# [Description of the task]
List every line in the items below that contains the word "bird".
>> BEGIN Source records
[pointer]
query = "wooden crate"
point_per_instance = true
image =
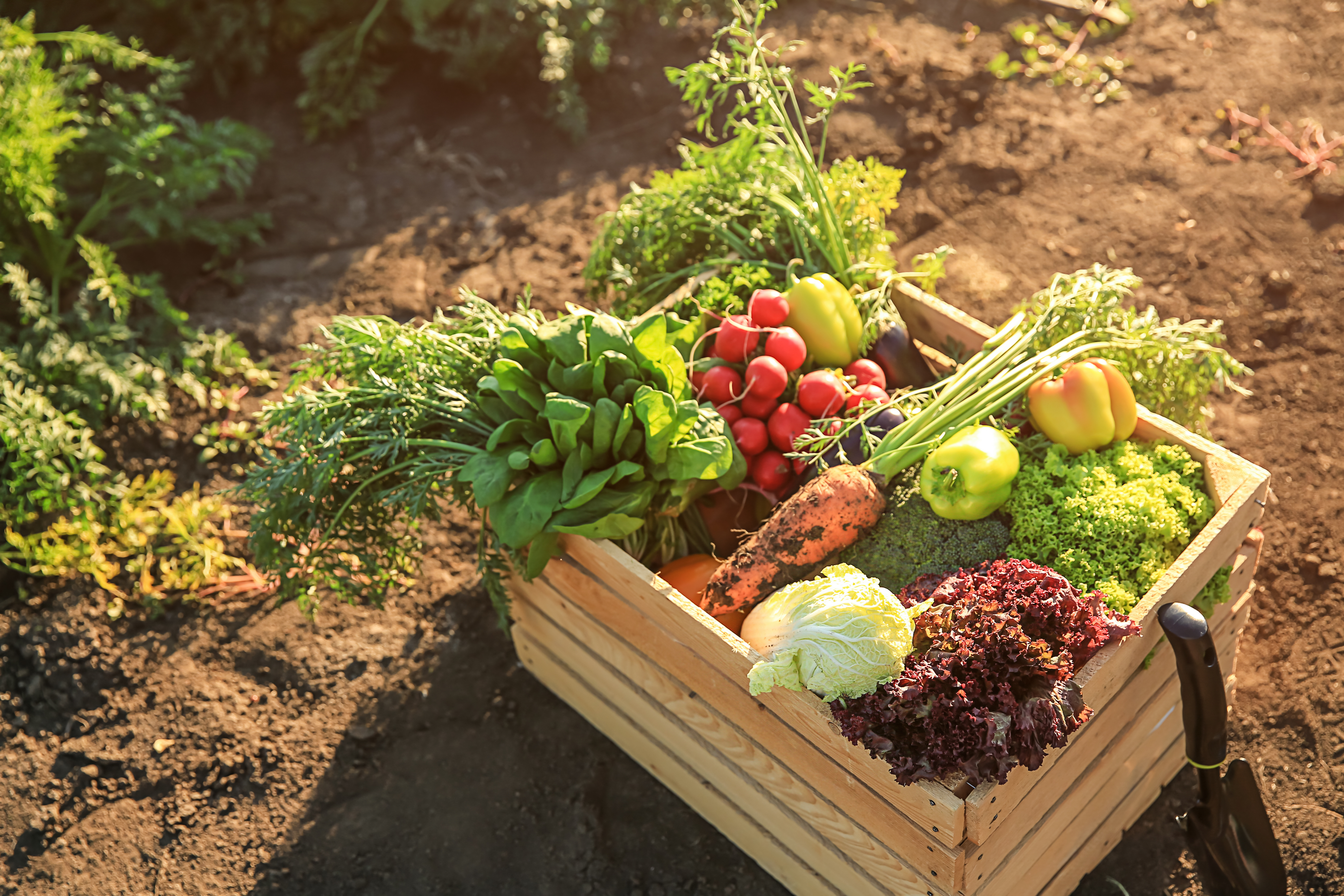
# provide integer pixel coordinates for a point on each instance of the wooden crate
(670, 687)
>> END Source records
>> BEGIN Source records
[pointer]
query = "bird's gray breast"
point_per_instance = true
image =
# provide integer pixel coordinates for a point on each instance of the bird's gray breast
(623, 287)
>> END Source records
# [Output below]
query = "bird's gray breast"
# provide integer pixel coordinates for a point on each instance of the bird's gray breast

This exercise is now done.